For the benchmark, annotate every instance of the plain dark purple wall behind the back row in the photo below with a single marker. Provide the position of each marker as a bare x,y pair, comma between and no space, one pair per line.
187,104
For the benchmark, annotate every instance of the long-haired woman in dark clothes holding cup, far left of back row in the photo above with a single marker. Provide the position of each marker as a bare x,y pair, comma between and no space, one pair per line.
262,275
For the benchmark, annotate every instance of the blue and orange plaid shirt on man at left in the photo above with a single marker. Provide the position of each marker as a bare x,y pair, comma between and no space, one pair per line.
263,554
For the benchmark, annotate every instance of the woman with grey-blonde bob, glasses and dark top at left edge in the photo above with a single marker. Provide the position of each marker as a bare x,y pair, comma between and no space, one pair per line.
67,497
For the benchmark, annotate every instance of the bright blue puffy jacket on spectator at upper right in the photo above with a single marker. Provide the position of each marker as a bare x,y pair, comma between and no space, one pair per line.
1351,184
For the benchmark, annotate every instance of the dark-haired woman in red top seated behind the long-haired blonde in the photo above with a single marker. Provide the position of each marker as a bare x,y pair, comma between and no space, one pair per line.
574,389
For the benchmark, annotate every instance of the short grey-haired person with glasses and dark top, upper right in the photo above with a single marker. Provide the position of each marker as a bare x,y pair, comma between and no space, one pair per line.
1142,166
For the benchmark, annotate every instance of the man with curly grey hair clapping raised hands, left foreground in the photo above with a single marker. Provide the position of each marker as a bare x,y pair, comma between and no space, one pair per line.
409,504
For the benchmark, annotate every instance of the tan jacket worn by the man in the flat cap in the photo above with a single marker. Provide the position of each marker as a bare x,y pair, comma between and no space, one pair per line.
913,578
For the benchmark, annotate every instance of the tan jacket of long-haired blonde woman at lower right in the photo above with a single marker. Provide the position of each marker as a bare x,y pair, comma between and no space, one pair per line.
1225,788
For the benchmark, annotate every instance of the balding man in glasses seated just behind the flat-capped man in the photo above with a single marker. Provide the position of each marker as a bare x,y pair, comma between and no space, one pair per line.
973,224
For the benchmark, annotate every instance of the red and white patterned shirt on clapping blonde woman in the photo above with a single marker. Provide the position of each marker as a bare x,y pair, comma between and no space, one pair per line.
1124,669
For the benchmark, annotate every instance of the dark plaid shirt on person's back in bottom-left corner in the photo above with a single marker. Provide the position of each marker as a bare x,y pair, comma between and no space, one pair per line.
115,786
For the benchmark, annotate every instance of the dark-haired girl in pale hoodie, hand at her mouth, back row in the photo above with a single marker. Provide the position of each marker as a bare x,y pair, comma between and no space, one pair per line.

## WHAT THE EXERCISE ASKS
Set down the entries above once more, verbatim.

## YOUR RESPONSE
For the benchmark, annotate every instance of the plain dark purple wall behind the back row in the photo below with a single marker. Provide the position of each marker as a bare x,y pair, comma between and no space, one pair per line.
187,104
For the benchmark, annotate every instance of the long-haired woman in dark clothes holding cup, far left of back row in the photo above with a single marker. Provide the position of each marker as a bare x,y pair, comma between and no space, one pair per line.
262,275
For the benchmark, annotate every instance of the blue and orange plaid shirt on man at left in the photo above with a single marker. Provide the position of each marker as a bare x,y pair, comma between and no space, one pair per line.
263,554
For the benchmark, annotate every instance of the woman with grey-blonde bob, glasses and dark top at left edge in the photo above with a single marker. Provide the position of each marker as a bare x,y pair, comma between and no space, one pair per line.
67,497
For the benchmark, annotate every instance of the bright blue puffy jacket on spectator at upper right in the photo above with a single marker. Provide the position of each marker as a bare x,y pair, comma between and no space, one pair per line.
1351,184
For the benchmark, annotate every instance of the dark-haired woman in red top seated behind the long-haired blonde in the photo above with a single marker. Provide the position of each marker as a bare x,y pair, comma between and no space, one pair per line.
574,389
For the benchmark, annotate every instance of the short grey-haired person with glasses and dark top, upper right in the photo above with a single marker. Provide the position of each marker as a bare x,y pair, comma between and no space, one pair per line.
1142,166
For the benchmark, annotate every instance of the man with curly grey hair clapping raised hands, left foreground in the photo above with a single marker. Provide the position of each marker as a bare x,y pair, comma between and no space, one pair per line.
409,504
For the benchmark, annotate every instance of the tan jacket worn by the man in the flat cap in the photo above with a single marker. Provide the position of each marker as a bare x,y pair, comma between and no space, one pair per line.
913,578
For the benchmark, annotate every instance of the tan jacket of long-haired blonde woman at lower right in the photo above with a single marker. Provide the position of each marker as a bare x,y pair, comma between and no space, one pair per line.
1225,788
For the benchmark, annotate every instance of the balding man in glasses seated just behind the flat-capped man in the photo above with a single marker. Provide the position of each marker as a bare x,y pair, comma between and no space, one pair per line.
973,224
For the benchmark, annotate every instance of the red and white patterned shirt on clapping blonde woman in the photo above with a single marker. Provide the position of each marker as a bare x,y pair, comma between and no space, one pair per line.
1124,669
For the benchmark, annotate every instance of the dark plaid shirt on person's back in bottom-left corner in the photo above with a single marker. Provide the position of each marker as a bare x,y pair, comma between and no space, one pair per line.
115,786
For the benchmark, annotate every instance of the dark-haired girl in pale hoodie, hand at her mouth, back row in the photo above with a single marker. Provide the position of each marker as a bare x,y pair, comma between and no space, one pair per line.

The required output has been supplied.